— TASK —
Copy each entry as it stands, leaving nothing out.

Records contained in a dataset
::::

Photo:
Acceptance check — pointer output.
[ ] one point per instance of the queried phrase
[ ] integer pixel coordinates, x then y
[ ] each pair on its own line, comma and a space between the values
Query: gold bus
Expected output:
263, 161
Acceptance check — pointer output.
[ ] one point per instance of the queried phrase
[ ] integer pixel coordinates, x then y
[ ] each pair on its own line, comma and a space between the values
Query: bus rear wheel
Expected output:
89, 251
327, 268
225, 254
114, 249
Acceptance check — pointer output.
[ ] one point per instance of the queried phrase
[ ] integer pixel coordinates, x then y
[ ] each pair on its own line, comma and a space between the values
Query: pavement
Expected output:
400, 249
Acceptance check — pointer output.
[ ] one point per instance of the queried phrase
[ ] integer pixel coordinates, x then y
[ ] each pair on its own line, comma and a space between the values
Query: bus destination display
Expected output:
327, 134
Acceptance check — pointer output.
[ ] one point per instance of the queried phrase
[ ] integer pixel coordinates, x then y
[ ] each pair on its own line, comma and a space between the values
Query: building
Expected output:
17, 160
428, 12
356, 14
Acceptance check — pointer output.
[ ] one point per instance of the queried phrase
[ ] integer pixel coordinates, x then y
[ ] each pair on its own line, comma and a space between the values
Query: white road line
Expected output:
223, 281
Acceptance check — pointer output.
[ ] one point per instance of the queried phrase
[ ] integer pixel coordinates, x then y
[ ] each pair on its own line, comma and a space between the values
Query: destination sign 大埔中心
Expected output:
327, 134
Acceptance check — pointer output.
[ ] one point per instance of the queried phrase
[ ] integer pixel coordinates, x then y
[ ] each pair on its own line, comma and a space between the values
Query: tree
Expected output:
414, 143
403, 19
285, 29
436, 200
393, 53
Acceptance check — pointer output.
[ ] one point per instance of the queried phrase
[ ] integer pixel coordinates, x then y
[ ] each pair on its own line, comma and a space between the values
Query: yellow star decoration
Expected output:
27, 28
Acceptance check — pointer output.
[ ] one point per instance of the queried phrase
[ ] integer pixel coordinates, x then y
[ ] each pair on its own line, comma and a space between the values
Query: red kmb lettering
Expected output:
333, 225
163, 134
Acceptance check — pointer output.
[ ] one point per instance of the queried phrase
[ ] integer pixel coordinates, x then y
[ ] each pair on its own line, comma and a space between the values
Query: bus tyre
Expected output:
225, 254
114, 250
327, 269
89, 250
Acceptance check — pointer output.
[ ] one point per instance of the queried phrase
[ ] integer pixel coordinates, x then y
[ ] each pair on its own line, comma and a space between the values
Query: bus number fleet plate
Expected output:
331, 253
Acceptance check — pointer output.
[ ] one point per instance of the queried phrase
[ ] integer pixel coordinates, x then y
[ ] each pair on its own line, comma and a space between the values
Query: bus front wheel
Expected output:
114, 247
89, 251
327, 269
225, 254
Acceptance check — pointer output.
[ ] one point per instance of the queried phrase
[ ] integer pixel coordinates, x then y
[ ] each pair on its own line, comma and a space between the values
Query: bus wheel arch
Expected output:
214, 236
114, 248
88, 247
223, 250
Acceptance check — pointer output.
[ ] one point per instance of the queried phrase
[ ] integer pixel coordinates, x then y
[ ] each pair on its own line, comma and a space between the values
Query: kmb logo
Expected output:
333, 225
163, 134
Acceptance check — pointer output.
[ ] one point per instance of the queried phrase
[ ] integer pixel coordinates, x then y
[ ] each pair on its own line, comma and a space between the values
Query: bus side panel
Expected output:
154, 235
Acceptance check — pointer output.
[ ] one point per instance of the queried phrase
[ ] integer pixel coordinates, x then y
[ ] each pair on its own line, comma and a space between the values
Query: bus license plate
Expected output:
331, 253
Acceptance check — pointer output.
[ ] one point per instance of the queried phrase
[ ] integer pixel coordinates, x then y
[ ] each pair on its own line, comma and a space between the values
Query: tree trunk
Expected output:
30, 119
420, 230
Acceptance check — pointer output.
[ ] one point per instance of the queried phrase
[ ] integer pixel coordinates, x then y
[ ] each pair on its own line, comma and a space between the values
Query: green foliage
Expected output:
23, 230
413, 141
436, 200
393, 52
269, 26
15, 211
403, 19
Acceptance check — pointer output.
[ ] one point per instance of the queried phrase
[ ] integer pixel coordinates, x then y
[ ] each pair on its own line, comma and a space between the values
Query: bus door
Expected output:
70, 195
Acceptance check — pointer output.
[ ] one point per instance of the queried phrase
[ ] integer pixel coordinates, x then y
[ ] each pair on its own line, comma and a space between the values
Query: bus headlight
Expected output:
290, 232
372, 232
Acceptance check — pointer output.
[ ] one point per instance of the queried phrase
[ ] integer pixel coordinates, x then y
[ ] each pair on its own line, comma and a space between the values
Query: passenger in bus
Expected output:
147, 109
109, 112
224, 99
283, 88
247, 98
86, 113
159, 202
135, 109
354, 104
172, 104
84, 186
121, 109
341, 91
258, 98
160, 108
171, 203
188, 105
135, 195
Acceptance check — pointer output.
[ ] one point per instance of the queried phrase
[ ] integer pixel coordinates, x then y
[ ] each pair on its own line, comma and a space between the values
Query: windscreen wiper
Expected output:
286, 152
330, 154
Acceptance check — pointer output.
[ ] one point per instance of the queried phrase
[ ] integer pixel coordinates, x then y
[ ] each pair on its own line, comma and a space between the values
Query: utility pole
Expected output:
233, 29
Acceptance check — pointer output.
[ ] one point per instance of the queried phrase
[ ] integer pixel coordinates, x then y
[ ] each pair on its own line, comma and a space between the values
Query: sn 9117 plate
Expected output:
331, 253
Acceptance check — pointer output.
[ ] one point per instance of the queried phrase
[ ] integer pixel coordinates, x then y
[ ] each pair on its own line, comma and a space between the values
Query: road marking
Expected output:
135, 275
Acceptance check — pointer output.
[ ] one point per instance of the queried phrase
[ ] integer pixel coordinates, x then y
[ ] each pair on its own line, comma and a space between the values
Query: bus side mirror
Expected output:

::::

— SOLUTION BELOW —
Photo:
Acceptance check — pointer output.
[ ] one point per instance of the queried phrase
[ ] integer pixel coordinates, x then y
[ ] each pair on its own line, comma and a space between the values
Query: gold bus
Expected output:
263, 161
Acceptance check — pointer output.
[ ] one point per instance of the queried phrase
[ ] integer pixel coordinates, x then y
[ ] each pair on its own line, comma and a space between the values
Query: bus rear wheel
Expected output:
89, 251
327, 268
225, 254
114, 249
Acceptance check — pointer output.
[ ] one point per instance of the queried phrase
[ ] integer pixel coordinates, x then y
[ ] each pair on its own line, comma and a space between the values
Query: pavement
Expected output:
400, 249
Acceptance check — pointer output.
[ ] one point per instance of the queried phrase
[ ] integer pixel coordinates, x then y
[ ] each pair on its own line, comma and a space between the values
Query: bus destination display
Expected output:
327, 134
Acceptance check — pointer output.
[ ] one point per instance of the queried phrase
[ ] integer pixel coordinates, x then y
[ ] each pair on its own line, comma and a space between the values
Query: building
Expected output:
17, 160
428, 12
356, 14
Acceptance check — pointer output.
[ ] one point per instance of the queried phrase
[ ] integer pixel coordinates, x then y
[ ] each pair on its own line, comma and a space between the values
Query: white road line
Expected output:
223, 281
Acceptance check — pointer output.
[ ] one point per instance of the queried phrase
[ ] integer pixel coordinates, x then y
[ ] each pair on its own line, comma and a space between the values
Query: destination sign 大埔中心
Expected output:
327, 134
Acceptance check — pointer output.
[ ] one point per instance of the queried phrase
[ ] integer pixel coordinates, x then y
[ ] each pair on its own line, comma and a space between the values
Query: tree
Expected output:
414, 143
403, 19
285, 29
436, 200
393, 53
Acceptance check — pointer output.
[ ] one point per instance of the queried phrase
[ ] integer pixel coordinates, x then y
[ ] each pair on its own line, comma and a space between the values
Query: yellow star decoration
Expected output:
27, 28
Acceptance check — pointer output.
[ ] one point per instance of the queried phrase
[ ] integer pixel coordinates, x then y
[ ] each pair on its own line, comma and a space between the values
Query: red kmb lettering
Expected output:
333, 225
163, 134
Acceptance check — pointer output.
[ ] one point per instance of the queried phrase
[ ] integer pixel coordinates, x then y
[ ] each pair on its own line, comma and a space between the values
Query: bus tyre
Expected output:
225, 254
114, 250
327, 269
89, 250
Acceptance check — pointer output.
[ ] one point per instance of the queried phrase
[ ] integer pixel coordinates, x then y
[ ] each pair on its own line, comma and a space between the values
Query: bus number fleet plate
Expected output:
331, 253
Acceptance check — pointer output.
[ ] one point per instance of the queried phrase
[ ] integer pixel coordinates, x then y
[ ] each pair on its own line, comma and a space between the values
Query: bus front wheel
Expected output:
114, 247
89, 251
327, 269
225, 254
Acceptance check — pointer output.
[ ] one point per instance of the queried phrase
[ ] integer pixel coordinates, x then y
[ ] each pair on its own line, comma and a space between the values
Query: bus wheel arch
Expected output:
214, 236
114, 248
88, 247
223, 250
Acceptance check — pointer output.
[ ] one point per instance of the queried phrase
[ ] integer pixel coordinates, x then y
[ ] each pair on its own line, comma and a space between the values
Query: kmb logo
Expected output:
333, 225
163, 134
Acceptance check — pointer output.
[ ] one point per instance of the queried phrase
[ ] integer pixel coordinates, x then y
[ ] each pair on its own line, comma and a space between the values
Query: bus side panel
Expected output:
154, 235
Acceptance check — pointer output.
[ ] one point per instance of the queried phrase
[ ] integer pixel coordinates, x then y
[ ] each pair on its own line, comma and a space between the values
Query: bus license plate
Expected output:
331, 253
Acceptance check — pointer output.
[ ] one point per instance of the queried phrase
[ ] integer pixel coordinates, x then y
[ ] each pair on its own line, comma and a space between the values
Query: tree trunk
Expected output:
30, 119
420, 230
Acceptance check — pointer output.
[ ] one point per instance of the queried phrase
[ ] integer pixel coordinates, x then y
[ ] each pair on its own line, comma and a space between the values
Query: green foliage
Expected output:
23, 230
413, 141
436, 200
393, 52
269, 26
15, 211
403, 19
Acceptance check — pointer output.
[ ] one point per instance of the queried phrase
[ ] integer pixel coordinates, x then y
[ ] each pair on its own line, comma and a space between the values
Query: bus door
Expected output:
70, 195
Acceptance check — pointer output.
[ ] one point per instance of the queried phrase
[ ] integer pixel coordinates, x then y
[ ] each pair on its own line, comma and a space between the values
Query: bus headlight
Expected output:
290, 232
372, 232
Acceptance check — pointer output.
[ ] one point per instance of the queried phrase
[ ] integer pixel coordinates, x then y
[ ] each pair on its own line, comma and a space between the values
Query: passenger in bus
Expected output:
147, 109
109, 112
224, 99
283, 88
247, 98
86, 113
159, 202
135, 109
354, 104
172, 104
84, 186
121, 109
341, 91
258, 98
160, 108
171, 203
188, 105
135, 195
Acceptance check — pointer output.
[ ] one point per instance of the queried phrase
[ ] integer pixel coordinates, x then y
[ ] each pair on its own line, comma and a space between the values
Query: windscreen wiper
Expected output:
286, 152
330, 154
Acceptance check — pointer output.
[ ] one point per instance of the queried phrase
[ ] integer pixel coordinates, x then y
[ ] each pair on its own line, comma and a space between the values
Query: utility pole
Expected output:
233, 29
Acceptance check — pointer output.
[ ] one point per instance of the queried phrase
[ ] integer pixel coordinates, x then y
[ ] each pair on its own line, comma and a space between the values
Query: sn 9117 plate
Expected output:
331, 253
Acceptance check — pointer output.
[ ] one point per instance of the queried phrase
[ ] integer pixel coordinates, x then y
[ ] each pair on its own line, comma and a space between the values
Query: road marking
Expected output:
135, 275
Acceptance check — pointer output.
[ ] one point per instance of the queried phrase
[ ] integer pixel coordinates, x then y
[ ] each pair on its own line, comma and a space between the values
Query: bus side mirror
Expected output:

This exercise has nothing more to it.